__Provided text__:
* * * * * * * * *

The synthesized voice generating unit 102 obtains the input text 10 from a user. Then, the synthesized voice generating unit 102 extracts prosodic information such as phoneme sequences, pauses, the mora count, and accents from the input text 10, and generates a synthesized voice 13. In order to adjust to the timing of embedding the digital watermark, it is necessary to have phoneme-based alignment regarding each uttered phoneme. For that reason, the synthesized voice generating unit 102 outputs phoneme-based alignment using the phoneme sequence, the pauses, and the mora count extracted from the input text 10. Then, the synthesized voice generating unit 102 outputs the synthesized voice 13 to the watermarked voice generating unit 104, and outputs the phoneme-based alignment 14 of the synthesized voice 13 to the embedding control unit 103.

* * * * * * * * *

__Record list__:
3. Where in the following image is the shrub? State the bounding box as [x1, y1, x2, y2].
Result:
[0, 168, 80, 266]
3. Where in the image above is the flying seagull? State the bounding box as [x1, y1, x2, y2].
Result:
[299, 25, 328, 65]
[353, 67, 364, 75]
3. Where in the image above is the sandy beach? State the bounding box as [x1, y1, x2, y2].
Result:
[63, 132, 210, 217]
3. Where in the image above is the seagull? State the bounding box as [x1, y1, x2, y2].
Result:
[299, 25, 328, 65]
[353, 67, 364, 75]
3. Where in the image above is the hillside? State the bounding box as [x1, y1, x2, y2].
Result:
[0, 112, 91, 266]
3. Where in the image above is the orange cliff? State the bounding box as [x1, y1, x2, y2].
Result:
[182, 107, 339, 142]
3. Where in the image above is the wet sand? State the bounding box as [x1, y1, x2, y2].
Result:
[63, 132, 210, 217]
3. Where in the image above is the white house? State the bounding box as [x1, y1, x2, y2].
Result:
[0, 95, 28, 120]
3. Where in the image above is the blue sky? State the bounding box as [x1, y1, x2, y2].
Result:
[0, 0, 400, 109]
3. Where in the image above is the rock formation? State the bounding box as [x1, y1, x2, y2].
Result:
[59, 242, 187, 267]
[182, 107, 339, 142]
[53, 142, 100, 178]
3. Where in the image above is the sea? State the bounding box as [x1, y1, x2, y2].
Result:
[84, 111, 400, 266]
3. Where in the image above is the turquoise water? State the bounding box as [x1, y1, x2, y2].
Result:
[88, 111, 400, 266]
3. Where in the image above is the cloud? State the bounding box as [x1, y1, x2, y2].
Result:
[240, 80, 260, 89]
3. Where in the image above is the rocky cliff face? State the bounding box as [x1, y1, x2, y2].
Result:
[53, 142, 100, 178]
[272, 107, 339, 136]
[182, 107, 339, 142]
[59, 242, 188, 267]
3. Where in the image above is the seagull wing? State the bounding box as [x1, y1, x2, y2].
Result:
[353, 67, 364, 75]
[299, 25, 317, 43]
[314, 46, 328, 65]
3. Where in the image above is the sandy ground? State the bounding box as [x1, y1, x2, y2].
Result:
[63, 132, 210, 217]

* * * * * * * * *

__Jobs__:
• A. Repeat the speech watermarking passage, starting at "The synthesized voice generating unit 102 obtains" and ending at "control unit 103.", but swap "mora count" for "syllable count".
• B. In the speech watermarking passage, which unit receives the phoneme-based alignment 14 of the synthesized voice 13?
The listing has no connection to the speech watermarking passage.

__Solutions below__:
• A.
The synthesized voice generating unit 102 obtains the input text 10 from a user. Then, the synthesized voice generating unit 102 extracts prosodic information such as phoneme sequences, pauses, the syllable count, and accents from the input text 10, and generates a synthesized voice 13. In order to adjust to the timing of embedding the digital watermark, it is necessary to have phoneme-based alignment regarding each uttered phoneme. For that reason, the synthesized voice generating unit 102 outputs phoneme-based alignment using the phoneme sequence, the pauses, and the syllable count extracted from the input text 10. Then, the synthesized voice generating unit 102 outputs the synthesized voice 13 to the watermarked voice generating unit 104, and outputs the phoneme-based alignment 14 of the synthesized voice 13 to the embedding control unit 103.

• B. The embedding control unit 103.